**** GIVEN INFORMATION

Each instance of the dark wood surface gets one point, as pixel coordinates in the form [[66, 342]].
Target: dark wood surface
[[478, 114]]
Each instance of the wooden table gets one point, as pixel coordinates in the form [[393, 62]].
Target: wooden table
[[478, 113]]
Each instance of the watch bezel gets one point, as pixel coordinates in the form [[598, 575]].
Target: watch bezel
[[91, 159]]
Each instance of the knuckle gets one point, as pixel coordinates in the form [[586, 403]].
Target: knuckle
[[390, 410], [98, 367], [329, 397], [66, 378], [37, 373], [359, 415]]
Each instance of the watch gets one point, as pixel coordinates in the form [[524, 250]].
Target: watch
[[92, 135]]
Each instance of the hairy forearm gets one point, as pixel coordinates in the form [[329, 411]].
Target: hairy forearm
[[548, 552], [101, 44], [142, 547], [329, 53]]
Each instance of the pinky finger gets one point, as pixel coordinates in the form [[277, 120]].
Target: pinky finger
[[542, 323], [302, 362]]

********

WHAT TO WORK ON:
Provide a faithful, complete copy of the entries above.

EXERCISE OUTPUT:
Each instance of the dark wood surface gets one point, as pixel coordinates in the form [[66, 342]].
Target: dark wood surface
[[478, 114]]
Each instance of the wooden table gets one point, as pixel coordinates in the form [[393, 62]].
Target: wooden table
[[478, 113]]
Each instance of the watch bezel gets one point, as pixel coordinates in the form [[598, 575]].
Target: watch bezel
[[91, 159]]
Each instance of the knuckle gets one point, as pixel coordinates in the form [[586, 403]].
Target: knuckle
[[390, 410], [98, 367], [329, 397], [66, 378], [37, 373], [359, 415]]
Each instance of the watch gets one point, as pixel coordinates in the form [[524, 250]].
Target: watch
[[92, 135]]
Each instance of the hairy forearm gets one point, as pixel coordinates in the form [[329, 411]].
Target: hairy forearm
[[548, 552], [101, 44], [142, 547], [329, 53]]
Each instance of the pinky finger gets one point, as pixel coordinates in the form [[277, 120]].
Target: pinky finger
[[542, 323], [302, 362]]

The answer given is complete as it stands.